(Data listing)

================================

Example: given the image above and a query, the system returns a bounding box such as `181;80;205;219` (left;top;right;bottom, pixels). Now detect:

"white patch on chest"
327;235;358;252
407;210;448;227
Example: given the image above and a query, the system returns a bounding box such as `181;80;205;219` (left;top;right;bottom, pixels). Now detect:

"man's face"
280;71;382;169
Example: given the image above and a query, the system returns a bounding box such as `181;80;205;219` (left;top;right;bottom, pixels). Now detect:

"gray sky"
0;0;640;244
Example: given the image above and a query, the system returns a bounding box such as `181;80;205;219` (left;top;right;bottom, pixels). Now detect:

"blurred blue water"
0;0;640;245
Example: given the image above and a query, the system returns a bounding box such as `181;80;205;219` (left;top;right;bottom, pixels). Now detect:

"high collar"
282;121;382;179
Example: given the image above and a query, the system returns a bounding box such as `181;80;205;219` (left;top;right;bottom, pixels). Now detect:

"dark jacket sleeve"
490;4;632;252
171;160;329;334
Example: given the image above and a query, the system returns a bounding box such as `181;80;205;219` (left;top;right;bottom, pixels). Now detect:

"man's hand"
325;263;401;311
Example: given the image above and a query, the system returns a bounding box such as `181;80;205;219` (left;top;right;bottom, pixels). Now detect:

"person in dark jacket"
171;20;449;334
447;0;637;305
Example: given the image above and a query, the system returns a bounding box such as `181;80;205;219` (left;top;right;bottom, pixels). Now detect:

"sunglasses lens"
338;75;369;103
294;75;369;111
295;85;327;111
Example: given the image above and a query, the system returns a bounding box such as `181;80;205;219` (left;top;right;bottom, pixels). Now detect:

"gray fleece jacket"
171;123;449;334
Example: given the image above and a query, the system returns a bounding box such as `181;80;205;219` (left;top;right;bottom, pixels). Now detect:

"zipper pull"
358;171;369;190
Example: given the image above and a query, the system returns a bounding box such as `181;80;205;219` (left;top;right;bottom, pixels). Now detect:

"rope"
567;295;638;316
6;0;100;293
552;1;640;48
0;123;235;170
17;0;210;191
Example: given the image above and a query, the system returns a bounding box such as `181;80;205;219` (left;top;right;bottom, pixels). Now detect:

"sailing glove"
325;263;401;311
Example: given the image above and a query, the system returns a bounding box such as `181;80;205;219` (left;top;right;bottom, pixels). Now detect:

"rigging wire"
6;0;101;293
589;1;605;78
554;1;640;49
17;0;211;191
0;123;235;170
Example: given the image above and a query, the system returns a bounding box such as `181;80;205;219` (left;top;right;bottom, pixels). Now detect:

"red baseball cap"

================================

**Problem statement**. Reproduce the listing above, swapping every "dark jacket" for "black coat" and changing nothing else.

**Response**.
Example: given the image above and a query, the system returns a bounding box such as `181;80;205;219` (left;top;right;bottom, pixels). Now detect:

"white patch on chest"
327;235;358;252
407;210;448;227
Example: given the image above and a query, the system returns a bounding box such as `181;80;205;219` (left;top;right;bottom, pixels). Now detect:

"man's face"
280;71;382;169
Example: given the image above and a query, the system returns a bounding box such as `181;80;205;219` (left;top;right;bottom, pixels). Now detect:

"gray sky"
0;0;640;244
Example: given the image above and a query, the system returns a bounding box such as `181;80;205;219` (left;top;right;bottom, pixels). Now detect:

"blurred blue water"
0;0;640;245
Example: given the image above and a query, the system returns a bounding box such as `181;80;205;219` (left;top;right;bottom, pixels). Now detect:

"high collar"
282;121;382;179
Example: given the image above and a query, the system returns a bounding box such as `181;80;205;219` (left;top;right;bottom, pixels). Now detect:

"black coat sleeve"
490;4;632;252
171;160;329;334
Example: given the image above and a query, the system returns a bounding box such as `181;80;205;219` (left;top;right;bottom, pixels). Now detect:

"man's hand"
325;263;401;311
Example: given the image above and a query, the system returns a bounding box such as `181;80;205;219` (left;top;right;bottom, pixels). Now detect:

"person in black coat"
171;20;449;334
447;0;637;305
Example: given the image above and a query, the system returns a bounding box such as `181;80;205;219` (left;top;right;bottom, pixels). Now detect:

"sunglasses lens"
338;75;369;103
294;75;369;111
295;85;327;111
Example: given the image above and a query, the system returns a bounding box such as `181;80;205;219` (left;top;right;bottom, pixels). Now detect:

"gray fleece jacket"
171;123;449;334
Example: given the image above and a query, the system returns a bounding box such as `181;80;205;219` (left;top;right;bottom, pixels). Now detect:

"zipper pull"
358;171;369;190
Example: given the image above and a query, the system returns a bounding box such as `181;80;205;219` (left;top;right;bottom, pixels). Now detect:

"rope"
567;295;638;316
6;0;100;293
552;1;640;48
0;123;235;170
17;0;210;191
Example: given the image above and a query, the system returns a bounding box such as `181;80;205;219` (left;top;right;bottom, pixels). Now detect:

"sailing glove"
325;263;401;311
Example: given the image above and a query, the system returns a bounding box such as `181;80;205;219` (left;top;right;bottom, pixels). Now detect:

"rigging wire"
6;0;101;293
589;1;605;78
554;1;640;49
17;0;211;191
0;123;235;170
Example: given the image above and a query, the system returns a bounding box such as `181;80;205;219` (left;top;right;bottom, pixels). Now detect:

"red baseball cap"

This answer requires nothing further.